AIM OF THE EXERCISE: All the entries that follow must be written out again exactly.

RECORDED DATA:
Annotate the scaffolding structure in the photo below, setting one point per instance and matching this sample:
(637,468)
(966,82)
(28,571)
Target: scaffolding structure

SOLUTION FOR THIS TASK:
Annotate the scaffolding structure in the photo below, setting one point per instance and matching this sample:
(637,468)
(966,82)
(28,571)
Target: scaffolding structure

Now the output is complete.